Stored data
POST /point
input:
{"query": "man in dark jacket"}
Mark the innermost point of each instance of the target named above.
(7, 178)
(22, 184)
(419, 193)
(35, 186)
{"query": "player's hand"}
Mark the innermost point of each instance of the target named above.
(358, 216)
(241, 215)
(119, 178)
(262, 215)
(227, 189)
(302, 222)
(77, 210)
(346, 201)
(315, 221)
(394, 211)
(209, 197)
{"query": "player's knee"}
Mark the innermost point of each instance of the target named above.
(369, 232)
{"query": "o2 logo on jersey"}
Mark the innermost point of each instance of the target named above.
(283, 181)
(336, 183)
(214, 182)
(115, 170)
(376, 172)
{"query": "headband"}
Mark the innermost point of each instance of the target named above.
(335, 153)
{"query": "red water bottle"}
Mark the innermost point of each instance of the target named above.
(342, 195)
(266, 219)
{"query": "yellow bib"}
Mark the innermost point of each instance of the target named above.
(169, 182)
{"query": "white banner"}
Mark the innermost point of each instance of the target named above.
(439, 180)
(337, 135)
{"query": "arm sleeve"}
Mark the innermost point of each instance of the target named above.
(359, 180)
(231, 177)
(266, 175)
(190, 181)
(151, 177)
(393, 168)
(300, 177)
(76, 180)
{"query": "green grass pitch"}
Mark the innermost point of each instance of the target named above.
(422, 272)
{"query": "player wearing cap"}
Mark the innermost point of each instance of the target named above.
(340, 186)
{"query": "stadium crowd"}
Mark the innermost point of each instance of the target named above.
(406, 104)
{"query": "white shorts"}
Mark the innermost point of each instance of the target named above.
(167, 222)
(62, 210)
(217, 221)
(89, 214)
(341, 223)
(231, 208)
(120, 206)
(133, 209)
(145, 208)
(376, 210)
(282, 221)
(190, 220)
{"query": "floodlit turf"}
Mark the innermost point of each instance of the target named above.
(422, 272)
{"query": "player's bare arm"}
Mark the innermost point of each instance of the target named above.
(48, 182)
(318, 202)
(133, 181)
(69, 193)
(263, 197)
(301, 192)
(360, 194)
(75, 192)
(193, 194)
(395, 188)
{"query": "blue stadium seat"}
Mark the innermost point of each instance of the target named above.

* What to do
Copy every line of the records word for word.

* Task answer
POST /point
input:
{"query": "man in dark jacket"}
Mark the innermost point of each instance of the target named above.
(7, 178)
(22, 184)
(419, 193)
(35, 186)
{"query": "player's hand"}
Mark the innermost point of each instance of the target named above.
(358, 216)
(241, 215)
(119, 178)
(262, 215)
(227, 189)
(302, 222)
(77, 210)
(346, 201)
(315, 221)
(394, 211)
(209, 197)
{"query": "player's knee"}
Mark the innermost point of each instance of the target named above.
(369, 232)
{"query": "o2 logo on jersey"}
Mark the innermost point of each instance of the target named above.
(283, 181)
(336, 183)
(214, 182)
(115, 170)
(376, 172)
{"query": "headband"}
Mark the innermost point of each instance of the target named above.
(335, 153)
{"query": "red water bottle"}
Mark the innermost point of each instance of the target named above.
(342, 195)
(266, 219)
{"query": "yellow bib"}
Mark the innermost point of each instance of the target named above.
(169, 182)
{"query": "white banner"}
Mark the innermost point of each instance of the target named above.
(439, 180)
(337, 135)
{"query": "arm sleeve"}
Mark the innermost point of each instance of the target named above.
(359, 180)
(231, 177)
(266, 175)
(190, 181)
(151, 177)
(393, 168)
(300, 177)
(76, 180)
{"query": "green grass pitch"}
Mark the innermost point of each instance of the target named above.
(422, 272)
{"query": "player wearing cap"}
Mark the innermost point of each instance of the target named above.
(340, 186)
{"query": "stadium crowd"}
Mark the innermost point of each instance of the target named above.
(406, 104)
{"query": "white shorts"}
Mark the innermost point of each instance of the target named above.
(167, 222)
(62, 210)
(217, 221)
(89, 214)
(341, 223)
(231, 208)
(120, 206)
(133, 209)
(145, 208)
(376, 210)
(282, 221)
(190, 220)
{"query": "floodlit turf"}
Mark the innermost point of each instance of the target named above.
(422, 272)
{"query": "player's bare arm"}
Mark the innermost point of each instance of the target named above.
(48, 182)
(318, 202)
(133, 181)
(69, 193)
(263, 197)
(301, 192)
(360, 194)
(75, 192)
(193, 194)
(395, 188)
{"query": "blue stadium seat"}
Mark the innermost point of each instance of the target named above.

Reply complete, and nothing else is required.